■ **PAGE EXCERPT**:
[start]

Recently, Dan Ivascyn, Chief Investment Officer of PIMCO, a bond fund giant with a management scale of $2 trillion, stated in an interview with the Financial Times that the Federal Reserve may maintain interest rates unchanged in the "foreseeable future," and does not rule out the possibility of rate hikes.

The core of this judgment lies in the fact that the Federal Reserve needs to wait for further clarity on Trump's policies and U.S. economic data. The Federal Reserve cut interest rates by a total of 1 percentage point last year, and the December meeting reduced the expectation of rate cuts in 2025 from 4 times to 2 times, indicating a cautious shift in policy.

Ivascyn pointed out that if Trump implements large-scale tariff policies, it may exacerbate inflationary pressures in the U.S. in the short term. Although rate hikes are not PIMCO's baseline assumption, Ivascyn emphasized that this possibility "does exist," as recent consumer surveys show a rebound in inflation expectations.

"From an inflation perspective, we are still not out of the risk zone," Ivascyn stated.

Federal Reserve Chairman Jerome Powell noted at the December monetary policy press conference that the risks in the U.S. labor market have decreased, but inflation progress is "stagnant," suggesting that rate cuts this year will be more conservative. Reuters previously reported that some Federal Reserve officials have begun to incorporate Trump's potential policies into their economic forecasting models, further reinforcing a wait-and-see stance on policy.

[end]

■ **DATA SECTION**:

[start]

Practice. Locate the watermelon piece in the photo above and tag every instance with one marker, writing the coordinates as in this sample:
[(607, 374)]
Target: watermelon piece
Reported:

[end]

■ **STATED TASK 1**:
In the excerpt on Federal Reserve rates, why does Ivascyn say the possibility of rate hikes "does exist"? Answer in one to three sentences.
■ **STATED TASK 2**:
According to the excerpt on Federal Reserve rates, by how much in total did the Federal Reserve cut interest rates last year?
Nothing in the listing is needed here.

■ **CORRECT ANSWER 1**:
He says it because recent consumer surveys show a rebound in inflation expectations. Large-scale tariff policies under Trump could also worsen U.S. inflationary pressures in the short term.

■ **CORRECT ANSWER 2**:
By a total of 1 percentage point.